**Texte proposé:**
···

Un stage épaves qui porte bien son nom
Il y a deux choses que j’aime par-dessus tout lorsque je plonge : les poissons colorés et la ferraille. Les poissons, pas besoin d’expliquer, c’est intrinsèquement joli. Mais les épaves c’est autre chose. Il faut y aller pour comprendre. Lorsque l’on descend dans le bleu et qu’au bout d’un moment, elle apparait, plus ou moins visible selon les conditions, plus ou moins abimée par le temps, plus ou moins colonisée par les gorgones, c’est parfois magique. Et beau. Et poétique. Et parfois un peu effrayant. Bref, c’est souvent grandiose et je ne m’en lasse pas.
Cette année, la sortie d’automne de notre club de plongée se déroule au Lavandou, petite station balnéaire du Var située juste en face de la réserve naturelle de Port Cros et donc à quelques encablures de quelques-unes des plus magnifiques épaves de Méditerranée. Les plus assidus dès lecteurs de ce blog se souviendront peut-être de mon rendez-vous manqué avec le Donator qui s’était soldé par la noyade d’un appareil photo. Il y avait donc comme un besoin, d’aller voir si cette épave était à la hauteur de sa réputation. Et comme le hasard fait (presque) toujours bien les choses, le club qui nous accueille propose dans la foulée un stage 100% épaves. La période est parfaite, suffisamment éloignée de la rentrée scolaire pour que je puisse poser des congés et à bonne distance de mon passage de grade qui est prévu pour décembre.

···

[Enregistrements d'étiquetage de lieux]

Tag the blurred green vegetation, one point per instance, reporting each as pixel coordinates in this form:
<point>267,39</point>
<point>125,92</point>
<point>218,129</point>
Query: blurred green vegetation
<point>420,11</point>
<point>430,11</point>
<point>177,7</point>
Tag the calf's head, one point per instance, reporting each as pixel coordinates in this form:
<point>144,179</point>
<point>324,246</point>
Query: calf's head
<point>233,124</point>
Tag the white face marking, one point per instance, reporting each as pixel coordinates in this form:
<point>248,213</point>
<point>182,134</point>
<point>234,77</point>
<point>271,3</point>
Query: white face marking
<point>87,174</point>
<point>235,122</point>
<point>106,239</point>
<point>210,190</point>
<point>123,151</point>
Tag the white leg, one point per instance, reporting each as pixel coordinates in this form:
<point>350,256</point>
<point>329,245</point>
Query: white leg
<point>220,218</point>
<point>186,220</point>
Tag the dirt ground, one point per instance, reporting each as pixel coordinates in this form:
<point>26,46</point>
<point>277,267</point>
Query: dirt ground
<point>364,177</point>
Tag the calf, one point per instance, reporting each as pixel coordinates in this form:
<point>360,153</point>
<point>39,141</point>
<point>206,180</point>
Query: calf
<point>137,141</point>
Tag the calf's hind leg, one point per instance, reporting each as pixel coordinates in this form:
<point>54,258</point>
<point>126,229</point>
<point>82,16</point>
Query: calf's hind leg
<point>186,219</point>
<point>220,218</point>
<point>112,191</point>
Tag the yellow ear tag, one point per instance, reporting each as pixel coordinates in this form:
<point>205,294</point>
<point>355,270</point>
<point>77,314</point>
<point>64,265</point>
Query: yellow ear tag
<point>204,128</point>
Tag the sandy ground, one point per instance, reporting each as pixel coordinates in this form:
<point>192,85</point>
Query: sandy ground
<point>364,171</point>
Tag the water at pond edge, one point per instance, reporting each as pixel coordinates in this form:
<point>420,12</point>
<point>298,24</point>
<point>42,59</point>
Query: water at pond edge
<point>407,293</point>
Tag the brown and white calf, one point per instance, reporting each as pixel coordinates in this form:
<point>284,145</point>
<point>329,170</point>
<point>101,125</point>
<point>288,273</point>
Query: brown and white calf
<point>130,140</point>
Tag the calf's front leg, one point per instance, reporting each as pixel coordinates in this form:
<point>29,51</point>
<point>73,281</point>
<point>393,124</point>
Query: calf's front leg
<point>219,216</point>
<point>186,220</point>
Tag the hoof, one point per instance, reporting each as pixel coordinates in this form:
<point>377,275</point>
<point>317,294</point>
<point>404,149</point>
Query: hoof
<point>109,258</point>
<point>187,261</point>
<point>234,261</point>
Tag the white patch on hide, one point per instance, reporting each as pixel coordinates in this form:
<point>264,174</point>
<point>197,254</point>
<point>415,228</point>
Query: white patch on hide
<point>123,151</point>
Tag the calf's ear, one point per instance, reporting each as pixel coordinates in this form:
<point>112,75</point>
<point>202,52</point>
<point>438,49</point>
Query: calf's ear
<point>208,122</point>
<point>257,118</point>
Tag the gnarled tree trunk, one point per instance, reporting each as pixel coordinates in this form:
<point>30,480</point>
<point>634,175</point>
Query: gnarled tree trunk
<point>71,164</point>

···

**Consigne:**
Reprenez le récit sur le stage de plongée sur épaves au Lavandou et poursuivez-le après sa dernière phrase.

**Corrigé:**
Tout semblait donc parfait dans le meilleur des mondes, jusqu’à ce que j’apprenne que mon passage de grade est avancé de deux mois et demi et qu’il aura lieu 15 jours après mon retour seulement. Je passe donc mon mois de septembre à m’entraîner comme un malade pour rattraper mon retard et, lorsqu’arrive l’heure du départ, je suis complètement lessivé. Les 4 jours de plongée dans la réserve avec mon club me permettent néanmoins de me requinquer. L’ambiance est excellente, les plongées exceptionnelles et l’arrière-saison est juste sublime. Il fait un temps magnifique, l’eau est encore chaude, la visibilité extraordinaire et le courant quasi inexistant. Ayant appris à consommer peu d’air, nous profitons des sites jusqu’à la dernière seconde impartie et remontons souvent à 60 minutes pile avec un léger regret de ne pas avoir pu faire durer encore un peu. Certes, j’ai encore noyé un appareil photo lors de la quatrième plongée, bien sûr j’en aurais pleuré, mais en tout état de cause, cela n’a pas suffi à gâcher ces quatre premiers jours de plongée.
Puis le séjour « club » se termine et nous entrons dans le stage épave, que nous attendions tant. Je suis néanmoins un peu préoccupé par les prévisions météo qui annoncent des conditions difficiles des le lundi. La suite nous prouvera que « difficile » était un doux euphémisme.
J1 : ça passe encore
Lundi matin. Au moment de quitter le port, le responsable du stage nous annonce que le vent d’Est arrive sur nous et que nous allons tenter aujourd’hui de faire l’épave du Rubis avant que les conditions ne se détériorent. Le Rubis est un sous-marin et des épaves de sous-marins, il n’y en a pas beaucoup. Surtout dans cet état. Ça commence donc très fort. Comme elle n’est pas très profonde, nous décidons de ne pas emporter de bouteille d’oxygène pur et de faire nos paliers à l’air. Cela raccourcira un petit peu notre temps de plongée mais nous devrions avoir le temps d’en profiter. L’arrivée sur l’épave est un choc. J’ai du mal à réaliser ce que je vois. Je suis un peu frustré de ne pouvoir prendre de photos mais j’imprime les images sur mes rétines. Posé en équilibre à quelques mètres du flanc du sous-marin, nous regardons évoluer deux énormes mérous qui tournent autour du kiosque et nous nous arrachons de la profondeur à contrecœur, conscients que nous sommes des privilégiés.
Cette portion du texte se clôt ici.